## [Exercise task 1]
Render the entries from the line containing "with text 'joe" up to and including the line containing "[[[356,123],[355,134],[375,134],[376,123],[373,122]]]" as a numbered list, leaving out blank lines.

## [Selected text]

The attributes have compelled Lite into a unique maneuver at Staley, one that has escaped the previous 1,000 kids to put on a Falcons football jersey.
He starts Elam on both sides of the football. Lite, who has been with the program in some capacity since its inception, says Elam is the first player in school history to garner the honor.
It derived from necessity. As Staley prepared for the most significant game on last season’s schedule, the coaches pondered solutions to an ongoing dilemma. The Falcons struggled to pressure the quarterback, a problem that seemed to grow worse as the year progressed.
On a varsity roster that stretches to accommodate more than 100 kids annually, they turned to Elam. He responded with three sacks in his first start. He’s remained on the defensive line ever since and has seven sacks in his senior season.
“We feel like we want to have 22 different starters because you’re able to do a lot more things offensively and defensively when you’re not using any two-way players,” Lite said. “But you can’t keep that talent off the field.”
To think: It’s really not even his best sport. Elam had Division I scholarship offers to continue his football career into college, Air Force and Navy among them.
But he instead chose to wrestle. Elam has won two Missouri state championships and won the USA Wrestling Freestyle national title over the summer. Earlier this month, he signed with the Missouri wrestling program.
During the football season, he takes some time to fine-tune his wrestling technique. It has a way of congesting his schedule.
But this week, the focus is solely on a state championship, likely his last game of organized football, a sport he has played for more than a decade. He will be an important piece of it. Staley’s coaches make no secret about that — they plan to use Elam just as they have all season.
Anywhere. And everywhere.
“Wherever I can make a difference, that’s where I wanna play,” Elam said. “I just love that I get to have an impact on every play — I get to get down and dirty in the trenches, but I can also run down the field, catch a ball and score a touchdown.”

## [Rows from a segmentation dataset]

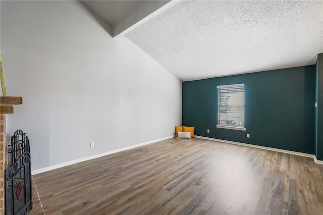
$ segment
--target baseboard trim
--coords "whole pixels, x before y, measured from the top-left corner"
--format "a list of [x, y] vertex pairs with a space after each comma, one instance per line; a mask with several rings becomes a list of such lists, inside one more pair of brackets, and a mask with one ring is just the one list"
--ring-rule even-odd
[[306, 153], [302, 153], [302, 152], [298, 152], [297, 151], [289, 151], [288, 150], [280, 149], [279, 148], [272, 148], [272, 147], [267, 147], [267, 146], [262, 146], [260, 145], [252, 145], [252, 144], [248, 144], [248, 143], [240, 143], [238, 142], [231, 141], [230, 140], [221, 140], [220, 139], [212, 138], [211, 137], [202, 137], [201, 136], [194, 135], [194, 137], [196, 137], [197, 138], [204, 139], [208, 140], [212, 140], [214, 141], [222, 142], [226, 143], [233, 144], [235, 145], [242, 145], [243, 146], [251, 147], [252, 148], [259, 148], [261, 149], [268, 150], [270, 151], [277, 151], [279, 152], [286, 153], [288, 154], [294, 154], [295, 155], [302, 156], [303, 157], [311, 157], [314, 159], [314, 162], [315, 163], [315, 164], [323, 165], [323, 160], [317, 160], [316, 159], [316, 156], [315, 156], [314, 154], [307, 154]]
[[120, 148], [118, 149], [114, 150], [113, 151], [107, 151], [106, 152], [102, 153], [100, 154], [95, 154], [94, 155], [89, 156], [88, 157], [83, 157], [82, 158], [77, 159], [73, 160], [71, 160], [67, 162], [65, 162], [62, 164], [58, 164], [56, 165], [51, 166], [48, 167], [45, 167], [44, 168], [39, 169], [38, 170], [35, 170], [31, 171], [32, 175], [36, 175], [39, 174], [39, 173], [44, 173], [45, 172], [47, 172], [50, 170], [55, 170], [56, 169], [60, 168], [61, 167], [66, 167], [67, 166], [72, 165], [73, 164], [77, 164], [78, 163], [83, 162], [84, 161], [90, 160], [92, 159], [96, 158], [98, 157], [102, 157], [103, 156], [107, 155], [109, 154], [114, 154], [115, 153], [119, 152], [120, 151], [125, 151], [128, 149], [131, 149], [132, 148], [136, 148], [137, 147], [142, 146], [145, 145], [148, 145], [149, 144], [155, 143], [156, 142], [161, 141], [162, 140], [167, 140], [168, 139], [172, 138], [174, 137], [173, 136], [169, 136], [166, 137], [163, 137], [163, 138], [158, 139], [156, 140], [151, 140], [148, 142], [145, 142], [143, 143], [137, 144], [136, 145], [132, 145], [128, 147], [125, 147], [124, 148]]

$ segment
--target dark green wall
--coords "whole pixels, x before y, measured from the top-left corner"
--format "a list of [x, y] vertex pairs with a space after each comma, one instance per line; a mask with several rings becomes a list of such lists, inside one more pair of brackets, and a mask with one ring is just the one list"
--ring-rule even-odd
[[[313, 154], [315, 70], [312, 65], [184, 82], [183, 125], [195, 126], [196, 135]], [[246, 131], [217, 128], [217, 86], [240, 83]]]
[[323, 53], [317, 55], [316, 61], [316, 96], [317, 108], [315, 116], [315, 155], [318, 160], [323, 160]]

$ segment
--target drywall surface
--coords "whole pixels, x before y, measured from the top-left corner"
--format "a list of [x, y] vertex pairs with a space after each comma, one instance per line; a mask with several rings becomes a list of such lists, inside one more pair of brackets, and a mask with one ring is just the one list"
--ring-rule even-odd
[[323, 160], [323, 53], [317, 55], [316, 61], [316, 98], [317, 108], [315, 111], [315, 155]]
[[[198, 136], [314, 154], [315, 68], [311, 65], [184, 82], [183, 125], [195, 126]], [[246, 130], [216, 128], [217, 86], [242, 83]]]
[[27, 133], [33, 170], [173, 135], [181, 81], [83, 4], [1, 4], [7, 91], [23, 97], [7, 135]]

* * *

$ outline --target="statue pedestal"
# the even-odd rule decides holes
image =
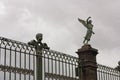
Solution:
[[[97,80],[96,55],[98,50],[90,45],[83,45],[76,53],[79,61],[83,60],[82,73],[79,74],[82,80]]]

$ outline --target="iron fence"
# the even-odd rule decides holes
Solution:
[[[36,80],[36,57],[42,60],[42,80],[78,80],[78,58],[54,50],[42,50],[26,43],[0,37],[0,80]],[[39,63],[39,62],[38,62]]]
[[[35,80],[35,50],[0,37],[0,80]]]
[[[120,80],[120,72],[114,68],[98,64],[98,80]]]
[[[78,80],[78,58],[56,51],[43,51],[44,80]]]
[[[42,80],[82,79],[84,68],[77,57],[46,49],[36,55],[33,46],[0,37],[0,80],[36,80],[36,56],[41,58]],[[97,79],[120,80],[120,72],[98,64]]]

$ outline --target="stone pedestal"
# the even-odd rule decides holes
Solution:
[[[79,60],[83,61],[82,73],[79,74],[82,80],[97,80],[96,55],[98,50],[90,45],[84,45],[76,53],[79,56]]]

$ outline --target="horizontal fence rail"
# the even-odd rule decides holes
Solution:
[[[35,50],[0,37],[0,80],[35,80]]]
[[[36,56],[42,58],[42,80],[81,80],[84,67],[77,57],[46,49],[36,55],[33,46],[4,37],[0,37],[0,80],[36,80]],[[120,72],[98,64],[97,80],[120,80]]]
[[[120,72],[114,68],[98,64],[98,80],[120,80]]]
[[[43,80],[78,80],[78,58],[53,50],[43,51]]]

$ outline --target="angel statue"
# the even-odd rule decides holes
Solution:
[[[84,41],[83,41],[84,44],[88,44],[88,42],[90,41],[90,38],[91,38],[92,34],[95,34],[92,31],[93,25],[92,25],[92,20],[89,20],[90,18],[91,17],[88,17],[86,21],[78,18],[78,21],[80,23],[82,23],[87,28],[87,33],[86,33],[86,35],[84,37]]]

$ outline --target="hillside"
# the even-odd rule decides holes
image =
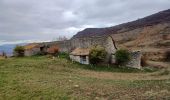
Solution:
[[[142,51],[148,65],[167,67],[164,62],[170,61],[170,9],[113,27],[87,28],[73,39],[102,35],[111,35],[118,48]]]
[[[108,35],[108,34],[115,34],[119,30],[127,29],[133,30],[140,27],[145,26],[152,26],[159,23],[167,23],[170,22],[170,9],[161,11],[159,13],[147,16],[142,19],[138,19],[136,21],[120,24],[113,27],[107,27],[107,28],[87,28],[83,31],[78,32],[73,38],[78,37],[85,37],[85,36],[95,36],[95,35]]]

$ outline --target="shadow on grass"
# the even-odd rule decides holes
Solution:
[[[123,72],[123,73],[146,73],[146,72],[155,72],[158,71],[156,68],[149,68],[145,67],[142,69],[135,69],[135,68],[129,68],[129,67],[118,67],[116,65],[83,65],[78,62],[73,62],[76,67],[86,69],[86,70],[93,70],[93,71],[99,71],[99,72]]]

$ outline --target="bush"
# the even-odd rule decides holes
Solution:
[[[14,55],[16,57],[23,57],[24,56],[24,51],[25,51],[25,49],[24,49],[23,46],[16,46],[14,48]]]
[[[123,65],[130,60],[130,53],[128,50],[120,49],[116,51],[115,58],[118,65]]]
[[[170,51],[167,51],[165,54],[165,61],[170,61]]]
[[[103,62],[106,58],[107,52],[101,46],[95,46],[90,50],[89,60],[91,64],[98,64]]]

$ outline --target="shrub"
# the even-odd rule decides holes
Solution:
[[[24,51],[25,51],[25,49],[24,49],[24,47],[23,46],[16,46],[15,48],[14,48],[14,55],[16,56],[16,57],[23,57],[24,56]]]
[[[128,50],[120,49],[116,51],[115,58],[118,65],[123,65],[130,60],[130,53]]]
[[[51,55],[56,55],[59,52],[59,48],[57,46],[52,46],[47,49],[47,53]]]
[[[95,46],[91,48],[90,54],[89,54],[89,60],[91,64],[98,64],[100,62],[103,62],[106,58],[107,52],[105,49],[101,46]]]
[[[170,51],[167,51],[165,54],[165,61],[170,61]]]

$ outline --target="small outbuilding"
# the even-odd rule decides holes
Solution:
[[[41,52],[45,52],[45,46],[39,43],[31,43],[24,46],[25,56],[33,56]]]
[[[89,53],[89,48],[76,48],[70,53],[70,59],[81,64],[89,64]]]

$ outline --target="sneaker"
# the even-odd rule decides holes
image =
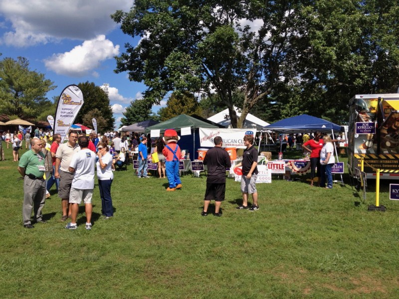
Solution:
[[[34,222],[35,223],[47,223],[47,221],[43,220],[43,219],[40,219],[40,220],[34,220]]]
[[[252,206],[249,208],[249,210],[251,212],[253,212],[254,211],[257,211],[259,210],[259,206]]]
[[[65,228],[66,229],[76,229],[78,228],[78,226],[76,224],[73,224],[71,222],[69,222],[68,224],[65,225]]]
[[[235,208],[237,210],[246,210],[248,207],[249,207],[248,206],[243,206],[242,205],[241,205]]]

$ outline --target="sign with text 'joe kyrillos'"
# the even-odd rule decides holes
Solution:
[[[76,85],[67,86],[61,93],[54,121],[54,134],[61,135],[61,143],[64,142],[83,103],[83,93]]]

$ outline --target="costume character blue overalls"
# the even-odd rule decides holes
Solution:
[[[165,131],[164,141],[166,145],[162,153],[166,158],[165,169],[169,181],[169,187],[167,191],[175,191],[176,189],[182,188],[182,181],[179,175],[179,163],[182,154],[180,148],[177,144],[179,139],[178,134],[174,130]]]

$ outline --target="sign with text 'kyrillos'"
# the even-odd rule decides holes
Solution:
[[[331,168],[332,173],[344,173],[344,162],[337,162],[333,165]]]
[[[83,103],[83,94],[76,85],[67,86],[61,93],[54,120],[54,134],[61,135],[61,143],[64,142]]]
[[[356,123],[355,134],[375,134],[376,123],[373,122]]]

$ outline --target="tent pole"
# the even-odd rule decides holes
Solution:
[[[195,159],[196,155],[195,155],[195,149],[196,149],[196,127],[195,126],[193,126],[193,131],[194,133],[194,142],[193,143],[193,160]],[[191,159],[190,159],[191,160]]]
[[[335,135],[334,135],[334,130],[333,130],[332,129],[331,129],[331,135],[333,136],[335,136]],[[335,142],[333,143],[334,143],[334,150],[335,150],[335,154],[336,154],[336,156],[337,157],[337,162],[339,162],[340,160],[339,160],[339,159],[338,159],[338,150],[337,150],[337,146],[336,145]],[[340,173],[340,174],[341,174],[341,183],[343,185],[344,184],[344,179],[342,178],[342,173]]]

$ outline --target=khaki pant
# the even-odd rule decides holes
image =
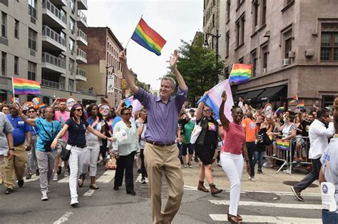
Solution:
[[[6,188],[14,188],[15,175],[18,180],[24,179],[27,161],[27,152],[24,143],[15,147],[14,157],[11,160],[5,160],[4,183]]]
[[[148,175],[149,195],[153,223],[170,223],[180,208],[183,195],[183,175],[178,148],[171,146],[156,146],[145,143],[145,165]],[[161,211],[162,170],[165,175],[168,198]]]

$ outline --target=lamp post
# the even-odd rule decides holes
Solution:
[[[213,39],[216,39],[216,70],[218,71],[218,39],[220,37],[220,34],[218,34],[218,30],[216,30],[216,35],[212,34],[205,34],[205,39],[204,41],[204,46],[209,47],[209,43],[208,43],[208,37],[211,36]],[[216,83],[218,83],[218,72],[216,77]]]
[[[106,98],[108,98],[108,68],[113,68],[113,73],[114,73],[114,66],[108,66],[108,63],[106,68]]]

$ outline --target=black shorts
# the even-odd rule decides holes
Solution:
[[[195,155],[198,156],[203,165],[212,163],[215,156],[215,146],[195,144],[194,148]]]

* * *

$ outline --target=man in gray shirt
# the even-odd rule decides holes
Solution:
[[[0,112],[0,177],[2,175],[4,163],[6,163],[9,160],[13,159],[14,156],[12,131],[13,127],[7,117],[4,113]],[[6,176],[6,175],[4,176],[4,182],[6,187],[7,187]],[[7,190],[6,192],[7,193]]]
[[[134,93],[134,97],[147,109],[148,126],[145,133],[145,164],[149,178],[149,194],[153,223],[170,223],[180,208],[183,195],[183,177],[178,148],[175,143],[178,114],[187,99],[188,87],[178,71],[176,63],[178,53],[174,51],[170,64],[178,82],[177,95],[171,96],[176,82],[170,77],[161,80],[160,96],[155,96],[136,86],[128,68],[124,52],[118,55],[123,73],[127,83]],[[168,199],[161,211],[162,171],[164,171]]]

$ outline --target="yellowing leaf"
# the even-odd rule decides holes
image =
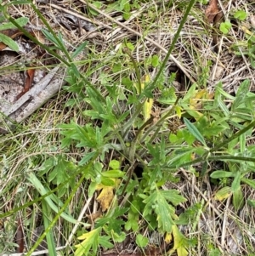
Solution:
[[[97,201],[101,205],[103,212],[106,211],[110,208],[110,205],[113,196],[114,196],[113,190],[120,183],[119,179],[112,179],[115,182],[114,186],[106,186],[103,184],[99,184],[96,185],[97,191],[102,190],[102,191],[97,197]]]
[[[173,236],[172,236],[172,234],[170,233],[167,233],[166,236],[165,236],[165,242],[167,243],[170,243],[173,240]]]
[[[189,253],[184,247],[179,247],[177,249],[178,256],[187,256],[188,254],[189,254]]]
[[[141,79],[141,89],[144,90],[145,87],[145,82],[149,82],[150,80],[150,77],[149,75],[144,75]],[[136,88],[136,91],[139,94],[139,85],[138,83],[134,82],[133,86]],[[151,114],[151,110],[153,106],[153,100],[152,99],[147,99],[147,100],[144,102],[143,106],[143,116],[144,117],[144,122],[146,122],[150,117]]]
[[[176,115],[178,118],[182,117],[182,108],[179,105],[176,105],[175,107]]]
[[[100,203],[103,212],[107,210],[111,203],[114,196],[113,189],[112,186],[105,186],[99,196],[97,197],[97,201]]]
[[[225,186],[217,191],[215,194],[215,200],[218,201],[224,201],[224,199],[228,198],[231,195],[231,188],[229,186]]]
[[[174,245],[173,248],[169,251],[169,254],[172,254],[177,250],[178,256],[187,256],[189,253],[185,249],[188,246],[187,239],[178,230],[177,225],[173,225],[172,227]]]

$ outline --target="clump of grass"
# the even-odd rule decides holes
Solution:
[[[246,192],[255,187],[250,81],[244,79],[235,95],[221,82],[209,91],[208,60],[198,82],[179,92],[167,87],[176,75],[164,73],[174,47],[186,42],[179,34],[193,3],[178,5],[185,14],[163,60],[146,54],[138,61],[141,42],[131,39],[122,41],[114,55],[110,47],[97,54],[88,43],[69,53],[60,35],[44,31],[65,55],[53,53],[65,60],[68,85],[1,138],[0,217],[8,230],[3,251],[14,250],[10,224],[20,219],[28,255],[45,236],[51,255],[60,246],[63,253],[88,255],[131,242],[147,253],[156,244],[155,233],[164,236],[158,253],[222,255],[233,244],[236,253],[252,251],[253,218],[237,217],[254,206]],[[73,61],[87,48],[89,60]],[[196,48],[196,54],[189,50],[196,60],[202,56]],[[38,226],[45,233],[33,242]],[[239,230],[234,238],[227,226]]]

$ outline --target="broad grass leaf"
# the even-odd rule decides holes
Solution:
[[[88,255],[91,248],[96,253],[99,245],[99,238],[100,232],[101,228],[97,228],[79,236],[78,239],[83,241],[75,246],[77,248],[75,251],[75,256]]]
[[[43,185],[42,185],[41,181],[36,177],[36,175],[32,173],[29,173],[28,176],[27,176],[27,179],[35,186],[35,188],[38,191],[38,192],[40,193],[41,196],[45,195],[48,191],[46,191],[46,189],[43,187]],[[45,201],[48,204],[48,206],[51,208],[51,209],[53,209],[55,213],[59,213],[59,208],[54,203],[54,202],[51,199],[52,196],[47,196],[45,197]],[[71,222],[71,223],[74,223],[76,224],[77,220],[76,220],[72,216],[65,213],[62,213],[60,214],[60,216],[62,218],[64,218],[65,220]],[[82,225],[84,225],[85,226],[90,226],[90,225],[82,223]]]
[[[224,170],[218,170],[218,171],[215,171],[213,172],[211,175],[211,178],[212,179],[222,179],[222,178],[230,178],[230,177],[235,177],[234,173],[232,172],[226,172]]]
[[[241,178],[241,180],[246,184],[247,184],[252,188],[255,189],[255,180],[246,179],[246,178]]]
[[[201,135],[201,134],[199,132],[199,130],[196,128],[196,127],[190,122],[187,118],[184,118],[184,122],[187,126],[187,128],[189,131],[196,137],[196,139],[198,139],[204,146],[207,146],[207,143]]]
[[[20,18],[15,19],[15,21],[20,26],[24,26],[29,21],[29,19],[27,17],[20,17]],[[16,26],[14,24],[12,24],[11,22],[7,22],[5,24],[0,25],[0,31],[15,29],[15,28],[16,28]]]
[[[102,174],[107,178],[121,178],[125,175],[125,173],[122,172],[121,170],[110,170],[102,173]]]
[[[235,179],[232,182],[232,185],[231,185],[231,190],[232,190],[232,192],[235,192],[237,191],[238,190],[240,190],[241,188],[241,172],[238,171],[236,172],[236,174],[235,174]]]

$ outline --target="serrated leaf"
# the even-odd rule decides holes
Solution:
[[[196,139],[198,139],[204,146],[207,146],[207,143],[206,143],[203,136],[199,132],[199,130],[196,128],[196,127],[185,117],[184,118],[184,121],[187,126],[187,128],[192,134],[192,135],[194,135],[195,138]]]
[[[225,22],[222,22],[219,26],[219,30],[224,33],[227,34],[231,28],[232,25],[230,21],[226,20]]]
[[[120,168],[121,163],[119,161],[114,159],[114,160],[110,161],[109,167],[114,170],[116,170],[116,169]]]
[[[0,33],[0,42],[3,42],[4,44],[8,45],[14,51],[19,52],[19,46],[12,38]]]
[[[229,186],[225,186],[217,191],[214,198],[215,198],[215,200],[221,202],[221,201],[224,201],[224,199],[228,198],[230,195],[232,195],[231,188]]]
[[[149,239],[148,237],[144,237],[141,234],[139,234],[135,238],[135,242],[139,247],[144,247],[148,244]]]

## [Exercise task 2]
Answer these questions from the passage about Elam:
(a) How many sacks did Elam record in his first start on the defensive line?
(b) How many Missouri state championships has Elam won in wrestling?
(c) With which wrestling program did Elam sign earlier this month?

## [Correct result 1]
1. $ outline --target="sign with text 'joe kyrillos'"
2. # the even-odd rule decides holes
3. Solution:
4. [[[76,85],[67,86],[61,93],[54,121],[54,134],[61,135],[61,143],[64,142],[83,103],[83,93]]]
5. $ outline --target="costume character blue overalls"
6. # the even-odd rule decides holes
7. Solution:
8. [[[165,131],[164,141],[166,145],[162,153],[166,158],[165,169],[169,181],[169,187],[167,191],[175,191],[176,189],[182,188],[182,181],[179,175],[179,163],[182,154],[180,148],[177,144],[179,139],[178,134],[174,130]]]
9. $ outline --target="sign with text 'kyrillos'"
10. # the even-odd rule decides holes
11. Solution:
12. [[[331,168],[332,173],[344,173],[344,162],[337,162],[333,165]]]
13. [[[83,103],[83,94],[76,85],[67,86],[61,93],[54,120],[54,134],[61,135],[61,143],[64,142]]]
14. [[[356,123],[355,134],[375,134],[376,123],[373,122]]]

## [Correct result 2]
(a) Three sacks.
(b) Two.
(c) The Missouri wrestling program.